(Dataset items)

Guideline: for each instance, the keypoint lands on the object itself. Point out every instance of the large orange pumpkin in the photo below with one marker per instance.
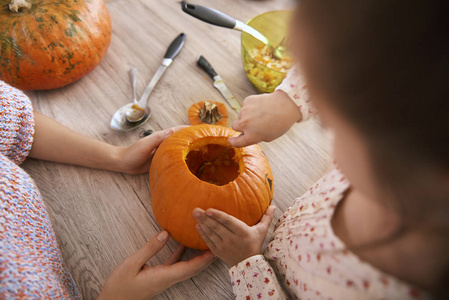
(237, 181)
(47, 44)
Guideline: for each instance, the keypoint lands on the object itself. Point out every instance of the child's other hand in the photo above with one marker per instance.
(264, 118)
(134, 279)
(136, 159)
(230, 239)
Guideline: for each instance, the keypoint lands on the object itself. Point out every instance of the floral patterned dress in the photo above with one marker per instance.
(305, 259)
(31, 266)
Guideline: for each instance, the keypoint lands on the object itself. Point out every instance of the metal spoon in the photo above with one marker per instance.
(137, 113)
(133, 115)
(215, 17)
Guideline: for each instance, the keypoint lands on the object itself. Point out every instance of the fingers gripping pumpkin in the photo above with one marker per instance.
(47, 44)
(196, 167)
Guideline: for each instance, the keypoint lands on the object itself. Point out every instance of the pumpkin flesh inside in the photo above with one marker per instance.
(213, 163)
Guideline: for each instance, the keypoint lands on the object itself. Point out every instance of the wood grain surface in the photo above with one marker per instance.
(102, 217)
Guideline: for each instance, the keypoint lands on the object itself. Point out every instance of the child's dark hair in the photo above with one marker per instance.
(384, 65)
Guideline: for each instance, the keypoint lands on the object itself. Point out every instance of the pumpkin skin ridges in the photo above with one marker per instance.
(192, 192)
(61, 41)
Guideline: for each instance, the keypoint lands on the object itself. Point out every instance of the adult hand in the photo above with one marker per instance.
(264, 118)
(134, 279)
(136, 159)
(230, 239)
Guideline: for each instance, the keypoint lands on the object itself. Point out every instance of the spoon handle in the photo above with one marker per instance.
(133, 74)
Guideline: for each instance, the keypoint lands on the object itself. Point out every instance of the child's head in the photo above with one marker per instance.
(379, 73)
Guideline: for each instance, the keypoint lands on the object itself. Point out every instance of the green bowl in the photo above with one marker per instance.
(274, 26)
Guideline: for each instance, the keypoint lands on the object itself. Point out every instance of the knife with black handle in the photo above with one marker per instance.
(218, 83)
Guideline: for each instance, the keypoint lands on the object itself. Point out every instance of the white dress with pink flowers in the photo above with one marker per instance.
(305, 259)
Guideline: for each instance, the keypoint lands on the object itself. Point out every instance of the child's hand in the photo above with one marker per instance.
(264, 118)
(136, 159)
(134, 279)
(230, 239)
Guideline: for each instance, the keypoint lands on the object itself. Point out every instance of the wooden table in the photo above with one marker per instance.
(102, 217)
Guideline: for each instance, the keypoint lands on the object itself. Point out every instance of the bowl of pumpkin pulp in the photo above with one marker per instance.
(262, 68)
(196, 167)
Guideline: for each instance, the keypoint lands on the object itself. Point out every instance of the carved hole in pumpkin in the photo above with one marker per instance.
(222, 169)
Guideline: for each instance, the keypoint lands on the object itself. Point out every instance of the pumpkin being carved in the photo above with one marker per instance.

**Exercise brief**.
Your copy should match the records word for word, with the pictures removed.

**Written answer**.
Guideline: for each instance, the keypoint lands on the object itself. Point out every instance of the large orange pumpkin in the photo below with one marker per instance.
(237, 181)
(47, 44)
Guideline: for each instance, the keypoint lands on the object itself. Point out every instance of the child's other hand in the photo above with one marker per instance.
(264, 118)
(134, 279)
(136, 159)
(230, 239)
Guideline: for each instance, the keypoint lands on the object itself. Point out every instance of the floral patterned dress in the photo above with one marker per instance.
(305, 259)
(31, 266)
Guideline: for each instance, the keypoint lands on the object itself. Point out every instance of the metal spoon in the photo above with one marker per instance.
(137, 113)
(133, 115)
(215, 17)
Guideline: for each instance, the keypoint lands on the object itself. Point out every instance of the fingers gripping pumpkin in the photo above with one marker per instance.
(47, 44)
(196, 167)
Guideline: for each instance, the keypoint lands on the object itself. Point out every instance of the pumpkin flesh inside in the photo above with one marker per instance.
(213, 163)
Guideline: for each instance, the keypoint lands on the object itself. Point out every instance of the wood grain surface in the photo above with one marker per instance.
(102, 217)
Guideline: for each instance, the keypoint lands on the object itself. Point out every instance of the child's dark hair in the photo above with one marker per instance.
(384, 65)
Guideline: for each instance, the keypoint lands on the object itself. Point out every instance of the pumpkin skin ridges in the photo above with one marker per instance.
(192, 192)
(61, 41)
Guideline: for each instance, the keypoint lands on the object itself. Point out every instance of the adult hand in the photo above with one marker per instance.
(264, 118)
(134, 279)
(136, 159)
(230, 239)
Guideline: for each instance, the keypoint lands on the object itself. Point out every instance of the spoon handle in the photo above with one marker per instance.
(133, 74)
Guideline: for each instance, the keypoint lands on the object itself. Point out every instance of the child's head in the photo above with one marker per instance.
(379, 73)
Guideline: for each instance, the keypoint lands on the object itself. Point out every instance of the green bowl in the photo above with one marker per instance.
(274, 26)
Guideline: for each instance, the keypoint lands on the object itself. Point out every instance of the knife with black handle in the photo above with one marker per instance.
(218, 83)
Guideline: for each instance, the keypoint lands on the object itself. Point out every instance of the white dress with pink flowers in the photo above with one marker per instance.
(305, 259)
Guideline: for each instance, the keypoint lands on the object itself. Point out every instance of the child's hand in the photo above with one marker per instance.
(264, 118)
(136, 159)
(134, 279)
(230, 239)
Guideline: for each instance, the keypoint lands on the object itself. Point out every instance of the wooden table in the photo above with one marker per instance.
(102, 217)
Guideline: for each instance, the keypoint lands on the object itself. Point out every instance of the bowl of pumpkin pulp in the photo above with one marker per instance.
(262, 68)
(196, 167)
Guideline: for each instance, the keypoint lands on the object itself. Point out every instance of the carved hole in pumpkin in the photo above with one marker per instance.
(222, 169)
Guideline: for each instance, the keypoint lands on the object itself. Point out every instance of the pumpkin being carved in the photo above with one marker per instance.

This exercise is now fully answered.